Provided passage →
◆ ◆ ◆ ◆ ◆
Persistence

Datalake is an accelerator specific to power utilities. When enabled, it can be accessed via the menu button (

) in the top-left corner of the Utilihive Console.

Datalake uses an object store for raw file storage and a columnar database for storing tabular data.

Object Store

All file objects, such as raw messages, archived or exported tabular data, workflow outputs and backups are stored in an object store.

The object store is not maintained by the Datalake service and must be provided by the platform. For installations on cloud platforms, Datalake provisions and uses the object store offered by the cloud provider.

Tabular Storage

Datalake stores tabular data in Clickhouse across two databases:

Time series data derived from core data models are stored in the default database and is fully managed by Datalake. All tables and columns are documented through comments.
Auxiliary data may be stored in a separate workspace database, allowing users to enrich and join time series data with custom datasets.
◆ ◆ ◆ ◆ ◆
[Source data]

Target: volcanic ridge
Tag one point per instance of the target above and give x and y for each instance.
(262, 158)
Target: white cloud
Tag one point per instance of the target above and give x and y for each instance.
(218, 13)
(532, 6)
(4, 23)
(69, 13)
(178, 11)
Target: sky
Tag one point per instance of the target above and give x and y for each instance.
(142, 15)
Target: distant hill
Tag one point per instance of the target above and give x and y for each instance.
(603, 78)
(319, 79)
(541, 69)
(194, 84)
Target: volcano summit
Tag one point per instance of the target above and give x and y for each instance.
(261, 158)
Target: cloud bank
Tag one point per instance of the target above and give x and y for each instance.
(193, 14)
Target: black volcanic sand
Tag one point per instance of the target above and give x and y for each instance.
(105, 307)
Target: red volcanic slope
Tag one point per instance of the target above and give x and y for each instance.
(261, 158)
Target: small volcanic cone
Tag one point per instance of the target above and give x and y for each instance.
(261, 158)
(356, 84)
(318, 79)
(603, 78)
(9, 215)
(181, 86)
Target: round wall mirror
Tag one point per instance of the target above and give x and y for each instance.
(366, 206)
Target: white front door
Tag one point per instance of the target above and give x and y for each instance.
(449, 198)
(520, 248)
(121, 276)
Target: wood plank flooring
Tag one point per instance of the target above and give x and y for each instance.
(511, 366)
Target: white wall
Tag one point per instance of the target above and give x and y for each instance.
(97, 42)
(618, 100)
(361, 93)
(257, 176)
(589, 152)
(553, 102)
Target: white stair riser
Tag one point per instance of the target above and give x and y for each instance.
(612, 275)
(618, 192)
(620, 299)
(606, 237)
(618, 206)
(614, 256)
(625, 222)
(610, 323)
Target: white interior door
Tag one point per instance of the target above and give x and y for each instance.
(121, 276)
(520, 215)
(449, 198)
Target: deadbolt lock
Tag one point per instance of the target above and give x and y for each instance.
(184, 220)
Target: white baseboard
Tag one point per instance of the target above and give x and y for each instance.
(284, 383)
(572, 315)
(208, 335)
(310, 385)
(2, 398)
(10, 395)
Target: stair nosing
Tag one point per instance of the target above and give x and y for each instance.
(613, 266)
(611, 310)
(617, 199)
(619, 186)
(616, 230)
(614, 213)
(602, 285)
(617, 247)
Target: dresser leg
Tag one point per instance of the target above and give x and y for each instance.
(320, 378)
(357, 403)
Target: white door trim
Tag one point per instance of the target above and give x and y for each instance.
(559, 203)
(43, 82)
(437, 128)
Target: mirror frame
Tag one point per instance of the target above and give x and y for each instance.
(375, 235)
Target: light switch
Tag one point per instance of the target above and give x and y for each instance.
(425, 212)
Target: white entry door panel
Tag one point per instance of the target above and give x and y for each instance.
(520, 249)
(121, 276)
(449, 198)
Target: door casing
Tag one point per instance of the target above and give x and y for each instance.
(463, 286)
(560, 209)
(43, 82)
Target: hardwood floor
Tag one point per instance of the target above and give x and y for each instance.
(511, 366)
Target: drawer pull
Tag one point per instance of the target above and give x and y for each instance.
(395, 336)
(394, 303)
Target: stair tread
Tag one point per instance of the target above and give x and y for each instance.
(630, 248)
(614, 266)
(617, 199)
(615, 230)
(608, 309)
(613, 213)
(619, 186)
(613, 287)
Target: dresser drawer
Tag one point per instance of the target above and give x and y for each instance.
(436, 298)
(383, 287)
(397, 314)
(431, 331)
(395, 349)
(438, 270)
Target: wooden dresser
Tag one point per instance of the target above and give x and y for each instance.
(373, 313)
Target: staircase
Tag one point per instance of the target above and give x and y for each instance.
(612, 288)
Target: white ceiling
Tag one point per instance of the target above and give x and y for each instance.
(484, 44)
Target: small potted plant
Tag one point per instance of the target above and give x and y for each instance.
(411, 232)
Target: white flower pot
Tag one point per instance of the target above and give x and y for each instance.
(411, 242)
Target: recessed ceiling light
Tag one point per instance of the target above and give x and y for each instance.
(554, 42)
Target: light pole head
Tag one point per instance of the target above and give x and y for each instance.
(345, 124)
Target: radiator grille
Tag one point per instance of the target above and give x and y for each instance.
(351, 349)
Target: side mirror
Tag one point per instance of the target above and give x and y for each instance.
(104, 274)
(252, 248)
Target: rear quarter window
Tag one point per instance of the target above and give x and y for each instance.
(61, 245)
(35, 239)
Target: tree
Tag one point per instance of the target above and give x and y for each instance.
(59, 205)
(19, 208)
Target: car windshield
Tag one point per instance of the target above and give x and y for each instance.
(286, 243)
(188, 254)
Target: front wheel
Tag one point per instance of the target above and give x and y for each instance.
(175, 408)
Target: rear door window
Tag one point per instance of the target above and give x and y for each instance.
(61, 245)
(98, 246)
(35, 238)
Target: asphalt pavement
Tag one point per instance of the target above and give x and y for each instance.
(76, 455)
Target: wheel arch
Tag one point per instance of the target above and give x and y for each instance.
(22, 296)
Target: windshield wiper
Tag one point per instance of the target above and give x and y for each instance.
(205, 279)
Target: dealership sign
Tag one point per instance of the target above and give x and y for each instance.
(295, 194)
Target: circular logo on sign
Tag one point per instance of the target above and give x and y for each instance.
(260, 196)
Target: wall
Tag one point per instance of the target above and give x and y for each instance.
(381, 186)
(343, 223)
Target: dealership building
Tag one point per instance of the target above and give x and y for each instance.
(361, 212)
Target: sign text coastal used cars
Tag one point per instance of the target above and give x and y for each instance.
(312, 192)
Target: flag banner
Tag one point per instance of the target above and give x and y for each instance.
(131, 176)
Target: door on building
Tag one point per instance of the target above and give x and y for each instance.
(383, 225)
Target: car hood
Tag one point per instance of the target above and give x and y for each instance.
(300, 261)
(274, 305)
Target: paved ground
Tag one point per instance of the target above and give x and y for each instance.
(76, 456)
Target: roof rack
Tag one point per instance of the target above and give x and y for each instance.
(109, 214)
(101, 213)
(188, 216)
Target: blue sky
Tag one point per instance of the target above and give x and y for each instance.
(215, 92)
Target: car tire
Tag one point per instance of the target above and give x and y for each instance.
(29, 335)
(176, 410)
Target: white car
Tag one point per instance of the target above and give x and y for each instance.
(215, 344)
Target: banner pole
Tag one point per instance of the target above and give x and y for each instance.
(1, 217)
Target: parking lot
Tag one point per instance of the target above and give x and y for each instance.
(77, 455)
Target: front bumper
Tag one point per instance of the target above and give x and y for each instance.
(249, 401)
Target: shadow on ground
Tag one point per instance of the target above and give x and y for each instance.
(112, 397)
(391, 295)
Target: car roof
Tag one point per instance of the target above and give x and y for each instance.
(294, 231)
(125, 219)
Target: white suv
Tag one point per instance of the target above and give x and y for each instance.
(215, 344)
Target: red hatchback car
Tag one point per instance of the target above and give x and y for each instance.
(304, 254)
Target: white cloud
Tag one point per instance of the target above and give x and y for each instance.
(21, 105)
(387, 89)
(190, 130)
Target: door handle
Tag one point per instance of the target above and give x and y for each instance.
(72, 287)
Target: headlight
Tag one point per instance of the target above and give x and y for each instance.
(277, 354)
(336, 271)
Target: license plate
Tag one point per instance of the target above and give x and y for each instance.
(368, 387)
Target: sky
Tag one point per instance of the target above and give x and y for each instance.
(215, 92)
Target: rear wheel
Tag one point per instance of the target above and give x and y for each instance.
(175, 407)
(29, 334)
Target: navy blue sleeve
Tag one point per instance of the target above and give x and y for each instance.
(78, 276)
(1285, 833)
◆ ◆ ◆ ◆ ◆
Task set →
a) Answer these questions from the Datalake persistence text:
(i) What kind of database does Datalake use for storing tabular data?
(ii) According to the text, what must provide the object store, since the Datalake service does not maintain it?
(iii) In which Clickhouse database is time series data derived from core data models stored?
b) Return the part of the Datalake persistence text between "Time series data derived" and "with custom datasets.", inclusive.

Answers for the exercise →
a)
(i) A columnar database (Clickhouse).
(ii) The platform.
(iii) The default database.

b)
Time series data derived from core data models are stored in the default database and is fully managed by Datalake. All tables and columns are documented through comments.
Auxiliary data may be stored in a separate workspace database, allowing users to enrich and join time series data with custom datasets.